>> BEGIN

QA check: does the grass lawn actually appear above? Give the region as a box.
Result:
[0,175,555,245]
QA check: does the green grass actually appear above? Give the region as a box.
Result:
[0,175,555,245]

>> END
>> BEGIN

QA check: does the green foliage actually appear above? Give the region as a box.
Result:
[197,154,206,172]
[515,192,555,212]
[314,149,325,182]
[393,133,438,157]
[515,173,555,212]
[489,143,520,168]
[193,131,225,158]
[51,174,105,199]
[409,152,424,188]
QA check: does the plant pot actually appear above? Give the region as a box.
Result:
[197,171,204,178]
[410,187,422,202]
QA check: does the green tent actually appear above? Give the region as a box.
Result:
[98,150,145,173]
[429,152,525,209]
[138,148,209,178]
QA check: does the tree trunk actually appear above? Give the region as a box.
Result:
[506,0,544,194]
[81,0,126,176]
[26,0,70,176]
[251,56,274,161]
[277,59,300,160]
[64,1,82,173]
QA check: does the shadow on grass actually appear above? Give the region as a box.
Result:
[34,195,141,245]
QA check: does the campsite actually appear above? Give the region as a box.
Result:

>> END
>> BEGIN

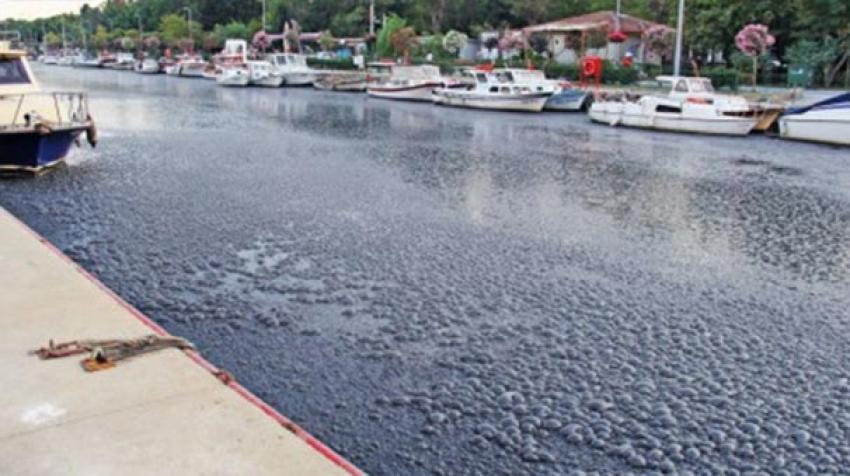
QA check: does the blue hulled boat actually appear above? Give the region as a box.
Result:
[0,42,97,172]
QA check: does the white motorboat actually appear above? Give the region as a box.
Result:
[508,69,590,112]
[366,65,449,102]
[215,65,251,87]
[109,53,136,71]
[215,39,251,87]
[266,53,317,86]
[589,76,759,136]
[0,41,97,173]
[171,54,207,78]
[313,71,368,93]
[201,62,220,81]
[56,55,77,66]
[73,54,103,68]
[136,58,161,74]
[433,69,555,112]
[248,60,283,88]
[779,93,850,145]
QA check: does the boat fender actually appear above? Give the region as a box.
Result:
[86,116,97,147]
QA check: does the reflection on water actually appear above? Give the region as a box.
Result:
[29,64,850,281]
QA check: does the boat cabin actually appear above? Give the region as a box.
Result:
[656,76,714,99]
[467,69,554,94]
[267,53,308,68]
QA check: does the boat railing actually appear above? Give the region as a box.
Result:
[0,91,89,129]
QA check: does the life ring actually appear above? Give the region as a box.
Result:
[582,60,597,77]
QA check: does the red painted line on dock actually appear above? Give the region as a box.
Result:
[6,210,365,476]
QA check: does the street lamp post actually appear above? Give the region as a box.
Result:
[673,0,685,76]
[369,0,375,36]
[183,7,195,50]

>> END

**DO THIS:**
Convert the rows above, starting at the line containing "QA check: does the boat cabin" and ending at the line containing "[0,91,89,129]", into a JSON list of strings with one string per line and blank lines omitted.

**SOLUTION BELOW:**
[
  "QA check: does the boat cabin actually appear above? Give the region as a box.",
  "Result:",
  "[656,76,714,99]",
  "[467,69,554,94]",
  "[267,53,308,68]",
  "QA check: does the boat railing actually appear above? Give the region as a box.",
  "Result:",
  "[0,91,89,129]"
]